● **What needs to be done**
Pull out every line of the items below word for word, leaving out the pictures.

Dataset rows
>>>

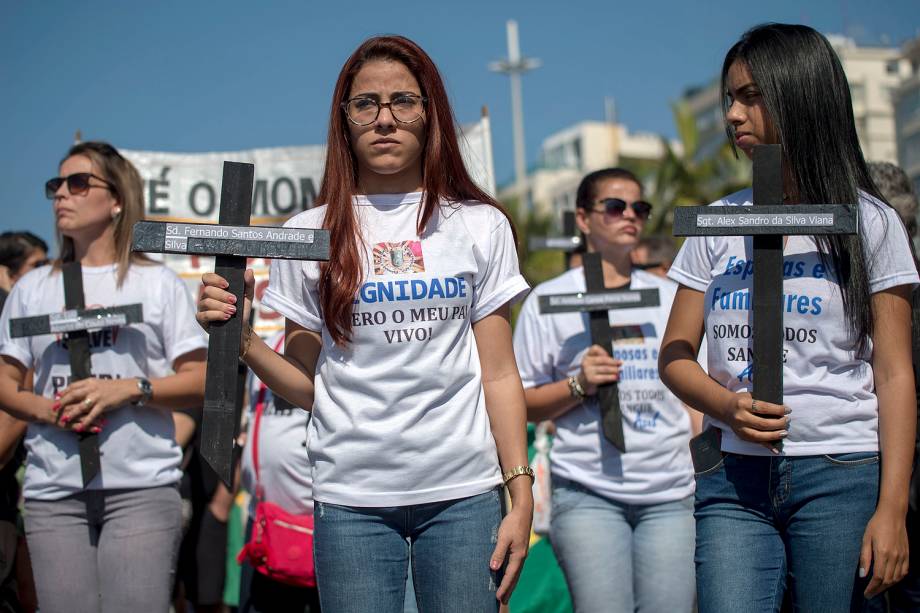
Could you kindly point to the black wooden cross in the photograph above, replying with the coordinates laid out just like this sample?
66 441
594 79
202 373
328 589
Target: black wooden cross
767 222
597 300
569 242
75 323
232 240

<<<

● **Written solution**
Could you kindly point to the black wooden cross in the photograph above, replying with the coordinates laid out just like this sample?
66 441
594 79
202 373
328 589
Target: black wooden cross
767 222
597 300
569 242
75 323
232 240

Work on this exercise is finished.